- Aim of the exercise
Would it be possible to output exactly, and only, the lines below from the one holding "In the photograph above, where can the paper towel roll" to the last line, both included, with every picture left out?

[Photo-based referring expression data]
==============================

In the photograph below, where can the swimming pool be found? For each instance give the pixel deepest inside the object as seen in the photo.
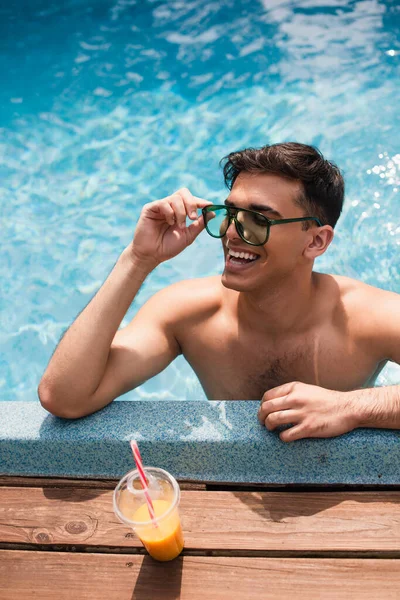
(109, 104)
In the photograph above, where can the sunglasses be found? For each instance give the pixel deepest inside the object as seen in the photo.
(253, 227)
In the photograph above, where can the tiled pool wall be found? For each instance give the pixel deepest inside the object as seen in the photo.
(199, 440)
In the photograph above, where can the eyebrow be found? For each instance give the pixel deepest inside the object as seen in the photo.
(258, 207)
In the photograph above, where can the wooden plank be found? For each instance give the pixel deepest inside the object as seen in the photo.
(247, 521)
(49, 575)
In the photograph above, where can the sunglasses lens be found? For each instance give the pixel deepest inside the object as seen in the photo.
(252, 227)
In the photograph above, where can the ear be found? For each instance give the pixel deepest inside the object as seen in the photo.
(318, 242)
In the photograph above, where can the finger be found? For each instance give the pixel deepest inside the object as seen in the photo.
(189, 203)
(179, 209)
(280, 390)
(195, 228)
(292, 434)
(271, 406)
(167, 211)
(283, 417)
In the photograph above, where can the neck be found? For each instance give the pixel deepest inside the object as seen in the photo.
(281, 307)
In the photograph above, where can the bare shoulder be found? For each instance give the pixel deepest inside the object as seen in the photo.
(372, 314)
(357, 294)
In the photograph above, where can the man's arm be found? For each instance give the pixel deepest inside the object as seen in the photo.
(380, 407)
(317, 412)
(93, 363)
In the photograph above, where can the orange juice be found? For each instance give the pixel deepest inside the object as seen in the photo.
(165, 541)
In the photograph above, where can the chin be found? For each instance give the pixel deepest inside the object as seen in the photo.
(231, 282)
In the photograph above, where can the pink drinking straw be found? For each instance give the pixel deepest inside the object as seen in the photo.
(143, 480)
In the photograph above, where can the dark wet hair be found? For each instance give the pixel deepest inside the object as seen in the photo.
(322, 181)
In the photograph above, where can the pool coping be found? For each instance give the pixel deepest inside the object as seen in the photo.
(194, 440)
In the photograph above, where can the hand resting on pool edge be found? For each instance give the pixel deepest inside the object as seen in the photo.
(269, 320)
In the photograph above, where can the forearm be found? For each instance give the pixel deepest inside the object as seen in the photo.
(79, 362)
(377, 407)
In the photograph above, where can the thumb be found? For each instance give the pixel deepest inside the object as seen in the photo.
(195, 228)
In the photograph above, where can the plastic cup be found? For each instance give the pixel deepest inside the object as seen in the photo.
(162, 537)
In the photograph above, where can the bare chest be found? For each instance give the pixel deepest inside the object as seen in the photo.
(232, 368)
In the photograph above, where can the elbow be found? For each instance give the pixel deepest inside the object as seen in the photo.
(54, 404)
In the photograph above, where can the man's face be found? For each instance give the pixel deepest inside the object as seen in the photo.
(274, 197)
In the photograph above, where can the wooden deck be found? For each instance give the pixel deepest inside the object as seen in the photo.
(59, 539)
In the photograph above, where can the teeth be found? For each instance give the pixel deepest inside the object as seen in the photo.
(243, 255)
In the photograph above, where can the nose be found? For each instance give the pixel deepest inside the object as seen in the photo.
(231, 232)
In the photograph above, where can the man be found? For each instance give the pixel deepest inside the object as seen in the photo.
(307, 344)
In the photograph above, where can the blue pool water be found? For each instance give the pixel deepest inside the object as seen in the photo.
(105, 105)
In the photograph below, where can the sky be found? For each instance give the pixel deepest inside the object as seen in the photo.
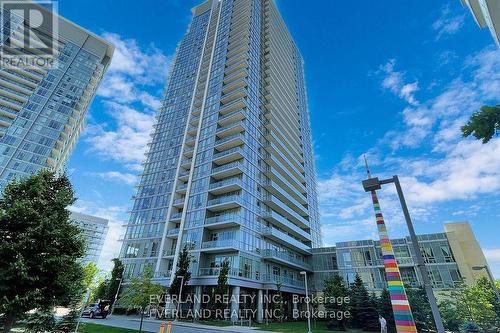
(391, 79)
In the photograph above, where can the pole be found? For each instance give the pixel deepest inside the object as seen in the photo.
(180, 295)
(307, 305)
(495, 289)
(116, 296)
(420, 260)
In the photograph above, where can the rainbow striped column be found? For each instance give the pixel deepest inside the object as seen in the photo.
(400, 305)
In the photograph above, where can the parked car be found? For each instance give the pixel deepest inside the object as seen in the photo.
(99, 309)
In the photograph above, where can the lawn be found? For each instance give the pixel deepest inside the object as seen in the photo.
(94, 328)
(298, 327)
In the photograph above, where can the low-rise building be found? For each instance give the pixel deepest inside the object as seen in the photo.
(95, 230)
(449, 258)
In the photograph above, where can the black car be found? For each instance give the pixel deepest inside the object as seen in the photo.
(99, 309)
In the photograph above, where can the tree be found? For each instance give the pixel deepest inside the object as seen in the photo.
(384, 307)
(39, 246)
(483, 124)
(420, 308)
(182, 271)
(334, 289)
(222, 287)
(114, 281)
(139, 293)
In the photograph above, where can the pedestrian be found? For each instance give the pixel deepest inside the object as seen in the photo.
(383, 324)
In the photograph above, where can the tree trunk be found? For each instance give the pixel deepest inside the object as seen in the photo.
(9, 322)
(142, 317)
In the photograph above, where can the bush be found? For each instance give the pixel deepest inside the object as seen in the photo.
(470, 327)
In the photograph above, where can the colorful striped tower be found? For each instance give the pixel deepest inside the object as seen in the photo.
(399, 300)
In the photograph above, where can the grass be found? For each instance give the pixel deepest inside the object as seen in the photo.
(298, 327)
(94, 328)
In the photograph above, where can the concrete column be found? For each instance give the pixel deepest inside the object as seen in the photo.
(260, 306)
(197, 301)
(235, 303)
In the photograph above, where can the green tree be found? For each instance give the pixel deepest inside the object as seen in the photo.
(140, 293)
(222, 287)
(334, 289)
(420, 308)
(39, 246)
(483, 124)
(384, 307)
(182, 271)
(114, 281)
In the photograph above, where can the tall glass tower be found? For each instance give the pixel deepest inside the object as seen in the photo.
(43, 108)
(230, 171)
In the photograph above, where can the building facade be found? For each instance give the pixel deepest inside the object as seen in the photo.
(43, 108)
(449, 258)
(94, 230)
(487, 15)
(230, 171)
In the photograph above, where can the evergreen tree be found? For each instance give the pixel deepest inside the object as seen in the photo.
(335, 288)
(421, 309)
(39, 246)
(385, 310)
(114, 281)
(138, 294)
(363, 307)
(182, 271)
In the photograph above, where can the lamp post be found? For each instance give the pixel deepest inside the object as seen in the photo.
(485, 267)
(307, 303)
(180, 295)
(374, 184)
(116, 295)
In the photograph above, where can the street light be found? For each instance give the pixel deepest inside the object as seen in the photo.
(180, 294)
(374, 184)
(485, 267)
(307, 303)
(116, 295)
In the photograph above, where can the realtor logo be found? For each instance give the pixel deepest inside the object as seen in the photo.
(28, 33)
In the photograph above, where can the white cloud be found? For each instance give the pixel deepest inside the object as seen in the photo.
(115, 215)
(395, 82)
(127, 143)
(130, 93)
(126, 178)
(446, 167)
(447, 24)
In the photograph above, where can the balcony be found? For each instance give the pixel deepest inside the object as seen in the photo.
(175, 217)
(231, 117)
(220, 245)
(227, 170)
(224, 203)
(227, 156)
(235, 105)
(283, 238)
(231, 129)
(222, 221)
(226, 185)
(173, 233)
(179, 203)
(230, 141)
(283, 223)
(234, 95)
(285, 258)
(283, 209)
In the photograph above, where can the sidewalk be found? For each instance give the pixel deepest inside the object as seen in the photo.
(153, 325)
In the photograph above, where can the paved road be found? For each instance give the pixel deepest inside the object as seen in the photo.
(150, 325)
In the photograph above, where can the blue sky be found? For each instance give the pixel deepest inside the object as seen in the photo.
(393, 79)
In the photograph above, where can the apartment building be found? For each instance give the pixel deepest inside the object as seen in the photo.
(230, 171)
(43, 108)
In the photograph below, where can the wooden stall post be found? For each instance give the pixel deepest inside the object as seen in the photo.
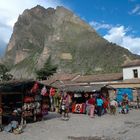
(0, 108)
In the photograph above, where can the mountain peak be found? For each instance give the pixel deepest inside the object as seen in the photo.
(71, 42)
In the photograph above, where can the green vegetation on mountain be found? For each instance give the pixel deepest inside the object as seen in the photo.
(73, 45)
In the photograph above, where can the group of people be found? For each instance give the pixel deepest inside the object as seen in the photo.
(101, 105)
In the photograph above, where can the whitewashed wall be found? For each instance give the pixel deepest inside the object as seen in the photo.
(128, 72)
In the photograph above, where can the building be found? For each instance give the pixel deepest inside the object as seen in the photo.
(131, 70)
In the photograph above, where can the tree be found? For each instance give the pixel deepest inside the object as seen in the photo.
(47, 70)
(4, 73)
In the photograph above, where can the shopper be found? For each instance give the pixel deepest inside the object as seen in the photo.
(91, 103)
(99, 103)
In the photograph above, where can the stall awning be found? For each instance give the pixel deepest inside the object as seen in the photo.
(88, 88)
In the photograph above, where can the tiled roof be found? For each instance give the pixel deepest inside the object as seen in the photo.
(100, 77)
(132, 63)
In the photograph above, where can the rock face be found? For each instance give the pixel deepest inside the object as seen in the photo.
(72, 44)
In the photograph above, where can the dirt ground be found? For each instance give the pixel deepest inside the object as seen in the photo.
(82, 127)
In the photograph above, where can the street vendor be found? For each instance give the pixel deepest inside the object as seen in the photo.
(91, 103)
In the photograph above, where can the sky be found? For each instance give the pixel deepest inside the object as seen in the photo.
(118, 21)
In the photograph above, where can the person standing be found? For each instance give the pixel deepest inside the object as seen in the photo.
(99, 103)
(91, 103)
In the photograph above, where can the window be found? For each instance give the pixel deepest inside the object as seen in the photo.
(135, 73)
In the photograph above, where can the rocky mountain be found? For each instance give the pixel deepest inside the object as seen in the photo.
(72, 44)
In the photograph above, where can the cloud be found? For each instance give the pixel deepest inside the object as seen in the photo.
(119, 36)
(136, 10)
(11, 9)
(98, 26)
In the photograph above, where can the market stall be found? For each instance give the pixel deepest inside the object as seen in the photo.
(27, 99)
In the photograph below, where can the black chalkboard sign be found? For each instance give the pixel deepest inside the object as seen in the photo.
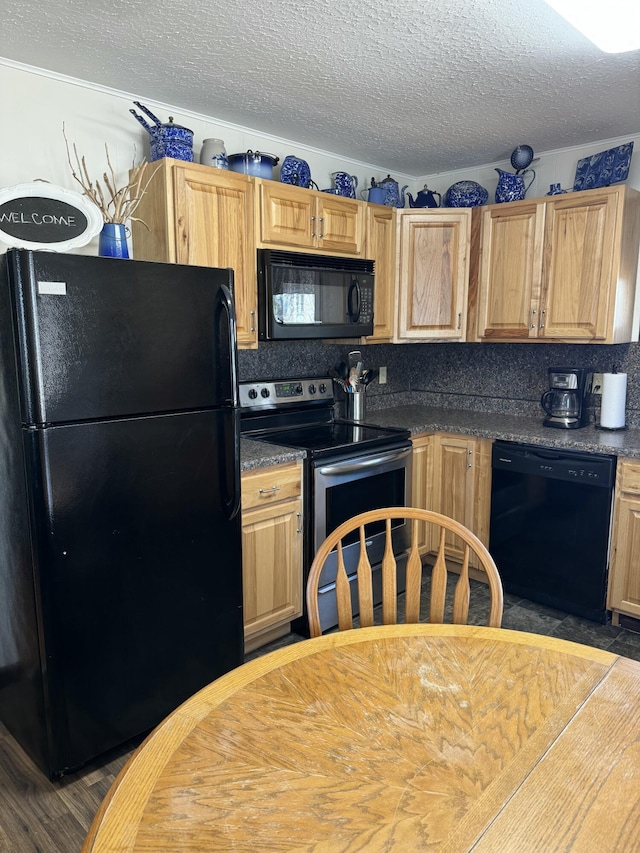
(40, 215)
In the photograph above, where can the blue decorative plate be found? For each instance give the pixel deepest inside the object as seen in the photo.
(600, 170)
(295, 171)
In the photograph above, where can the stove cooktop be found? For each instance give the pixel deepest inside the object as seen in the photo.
(299, 413)
(334, 437)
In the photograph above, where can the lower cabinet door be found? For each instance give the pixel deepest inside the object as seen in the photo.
(271, 569)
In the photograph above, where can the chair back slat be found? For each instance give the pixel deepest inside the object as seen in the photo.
(389, 580)
(413, 583)
(438, 582)
(439, 572)
(343, 594)
(365, 583)
(462, 594)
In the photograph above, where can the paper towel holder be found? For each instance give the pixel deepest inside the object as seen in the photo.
(614, 395)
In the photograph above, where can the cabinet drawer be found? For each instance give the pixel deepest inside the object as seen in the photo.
(629, 478)
(270, 485)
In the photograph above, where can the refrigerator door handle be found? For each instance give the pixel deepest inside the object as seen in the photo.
(226, 301)
(233, 505)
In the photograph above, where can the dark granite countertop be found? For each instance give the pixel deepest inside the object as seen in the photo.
(259, 454)
(529, 430)
(420, 418)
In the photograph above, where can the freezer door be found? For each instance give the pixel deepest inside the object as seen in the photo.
(139, 572)
(105, 337)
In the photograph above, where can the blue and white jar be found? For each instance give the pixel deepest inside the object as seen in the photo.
(213, 154)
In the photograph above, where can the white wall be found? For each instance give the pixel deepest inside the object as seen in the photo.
(552, 167)
(35, 104)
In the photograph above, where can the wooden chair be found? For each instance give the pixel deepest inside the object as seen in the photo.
(471, 543)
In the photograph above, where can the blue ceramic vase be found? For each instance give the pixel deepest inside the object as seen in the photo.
(113, 241)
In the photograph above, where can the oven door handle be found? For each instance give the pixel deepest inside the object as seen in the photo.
(350, 466)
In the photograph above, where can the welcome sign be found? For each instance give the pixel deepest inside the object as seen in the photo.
(44, 216)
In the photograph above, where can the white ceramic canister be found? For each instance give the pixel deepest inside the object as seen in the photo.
(214, 154)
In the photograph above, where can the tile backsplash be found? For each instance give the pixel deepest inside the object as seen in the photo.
(481, 377)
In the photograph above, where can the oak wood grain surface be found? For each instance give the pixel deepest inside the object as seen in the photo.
(401, 737)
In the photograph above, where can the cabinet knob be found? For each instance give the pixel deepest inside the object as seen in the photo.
(270, 491)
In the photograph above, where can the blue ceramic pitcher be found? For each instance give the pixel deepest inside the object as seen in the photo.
(511, 187)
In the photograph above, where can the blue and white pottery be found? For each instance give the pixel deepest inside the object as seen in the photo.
(603, 169)
(295, 171)
(394, 196)
(465, 194)
(345, 184)
(213, 154)
(254, 163)
(166, 140)
(512, 187)
(112, 242)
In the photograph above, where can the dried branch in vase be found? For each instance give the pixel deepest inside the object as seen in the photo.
(117, 204)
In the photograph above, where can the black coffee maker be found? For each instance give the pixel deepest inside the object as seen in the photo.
(564, 402)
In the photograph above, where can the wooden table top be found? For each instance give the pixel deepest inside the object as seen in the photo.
(397, 738)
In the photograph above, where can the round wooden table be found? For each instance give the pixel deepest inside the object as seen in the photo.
(400, 738)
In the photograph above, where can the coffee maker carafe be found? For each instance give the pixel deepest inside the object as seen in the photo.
(564, 402)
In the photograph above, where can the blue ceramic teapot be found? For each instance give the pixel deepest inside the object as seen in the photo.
(394, 196)
(512, 187)
(344, 184)
(424, 198)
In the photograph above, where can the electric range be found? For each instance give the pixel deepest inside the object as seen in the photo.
(350, 467)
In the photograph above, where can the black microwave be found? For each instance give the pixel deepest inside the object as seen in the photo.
(304, 296)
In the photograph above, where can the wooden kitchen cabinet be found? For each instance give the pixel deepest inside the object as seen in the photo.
(205, 217)
(421, 483)
(432, 274)
(380, 247)
(561, 268)
(623, 595)
(301, 219)
(271, 552)
(454, 478)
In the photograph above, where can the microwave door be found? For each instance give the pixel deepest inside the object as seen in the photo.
(335, 288)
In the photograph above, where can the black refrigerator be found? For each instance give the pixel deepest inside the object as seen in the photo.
(120, 540)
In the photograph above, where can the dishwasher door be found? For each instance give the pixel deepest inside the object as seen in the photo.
(550, 525)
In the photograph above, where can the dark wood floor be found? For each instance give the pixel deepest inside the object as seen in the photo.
(38, 816)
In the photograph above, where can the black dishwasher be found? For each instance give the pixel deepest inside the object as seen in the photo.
(550, 525)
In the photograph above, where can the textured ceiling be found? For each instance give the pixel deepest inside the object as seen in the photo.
(420, 86)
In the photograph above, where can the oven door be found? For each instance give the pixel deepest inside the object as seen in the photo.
(347, 487)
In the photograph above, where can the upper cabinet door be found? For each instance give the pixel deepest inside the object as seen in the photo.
(560, 268)
(578, 286)
(299, 218)
(510, 270)
(287, 215)
(341, 224)
(433, 274)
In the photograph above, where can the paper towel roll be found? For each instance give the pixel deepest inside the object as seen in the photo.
(614, 397)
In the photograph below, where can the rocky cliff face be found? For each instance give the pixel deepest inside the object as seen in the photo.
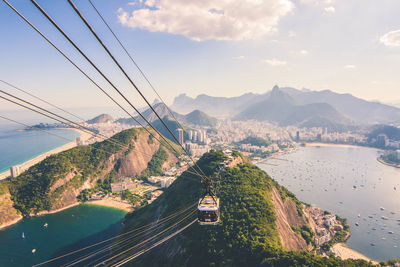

==============================

- Exercise answer
In the photograph above, where can the paper towel roll be found? For each instance give the pixel deepest inside the object as seen in the photo.
(614, 397)
In the photograph below, where can the rocky cliff face be found? For each instance give the pixel deepest inside the object as seen in the photo.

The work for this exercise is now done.